#### Raw data
========================================================================
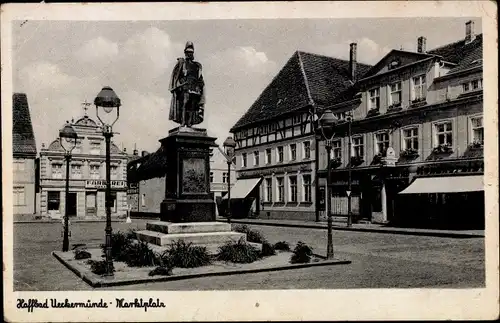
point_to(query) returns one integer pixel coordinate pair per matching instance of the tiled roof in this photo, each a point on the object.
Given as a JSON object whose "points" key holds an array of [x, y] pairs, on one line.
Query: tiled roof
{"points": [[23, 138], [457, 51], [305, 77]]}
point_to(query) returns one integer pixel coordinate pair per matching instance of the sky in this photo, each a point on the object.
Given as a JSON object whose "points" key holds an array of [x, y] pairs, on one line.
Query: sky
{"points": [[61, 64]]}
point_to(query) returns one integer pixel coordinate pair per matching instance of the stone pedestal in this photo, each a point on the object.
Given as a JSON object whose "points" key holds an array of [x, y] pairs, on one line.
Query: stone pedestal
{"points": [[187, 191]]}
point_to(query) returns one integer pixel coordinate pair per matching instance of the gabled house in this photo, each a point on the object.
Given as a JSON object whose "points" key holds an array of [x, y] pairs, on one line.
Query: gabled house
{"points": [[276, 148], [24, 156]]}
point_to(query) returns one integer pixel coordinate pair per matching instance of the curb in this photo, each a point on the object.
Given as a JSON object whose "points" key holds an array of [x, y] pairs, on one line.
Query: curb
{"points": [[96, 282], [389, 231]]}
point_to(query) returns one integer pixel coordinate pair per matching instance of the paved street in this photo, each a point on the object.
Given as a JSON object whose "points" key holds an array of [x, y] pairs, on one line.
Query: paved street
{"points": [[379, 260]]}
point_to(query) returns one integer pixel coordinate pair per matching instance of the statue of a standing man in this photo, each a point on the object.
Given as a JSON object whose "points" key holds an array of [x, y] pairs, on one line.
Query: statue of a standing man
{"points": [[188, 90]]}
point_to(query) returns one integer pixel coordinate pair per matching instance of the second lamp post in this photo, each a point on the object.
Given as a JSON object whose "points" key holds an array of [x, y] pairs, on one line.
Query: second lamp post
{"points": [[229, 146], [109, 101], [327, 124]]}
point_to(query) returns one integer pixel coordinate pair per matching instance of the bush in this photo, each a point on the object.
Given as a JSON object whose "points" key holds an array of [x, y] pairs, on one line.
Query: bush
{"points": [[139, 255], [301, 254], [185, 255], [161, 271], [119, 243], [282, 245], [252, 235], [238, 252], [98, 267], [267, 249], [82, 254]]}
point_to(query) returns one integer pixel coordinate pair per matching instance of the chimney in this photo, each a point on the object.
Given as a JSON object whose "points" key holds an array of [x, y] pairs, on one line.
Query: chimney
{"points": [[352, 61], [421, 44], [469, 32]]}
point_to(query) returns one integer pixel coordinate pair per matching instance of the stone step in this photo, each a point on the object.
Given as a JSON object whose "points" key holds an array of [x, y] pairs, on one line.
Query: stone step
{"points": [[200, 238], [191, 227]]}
========================================================================
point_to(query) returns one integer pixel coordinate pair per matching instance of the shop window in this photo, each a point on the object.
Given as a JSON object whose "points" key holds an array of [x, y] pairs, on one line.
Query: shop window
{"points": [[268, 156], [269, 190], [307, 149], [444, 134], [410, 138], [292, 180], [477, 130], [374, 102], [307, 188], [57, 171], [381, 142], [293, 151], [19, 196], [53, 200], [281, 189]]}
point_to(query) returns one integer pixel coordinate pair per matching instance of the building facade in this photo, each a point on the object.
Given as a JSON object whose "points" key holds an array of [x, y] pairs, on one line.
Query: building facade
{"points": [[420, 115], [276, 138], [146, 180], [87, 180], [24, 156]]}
========================================================================
#### Work to do
Return each line of the data above that contains the word "curb". Matching is case-sensitive.

#### Response to this exercise
point_to(query) returns one integer pixel coordinate pair per matching instance of the curb in this photo, each a point on the object.
Query: curb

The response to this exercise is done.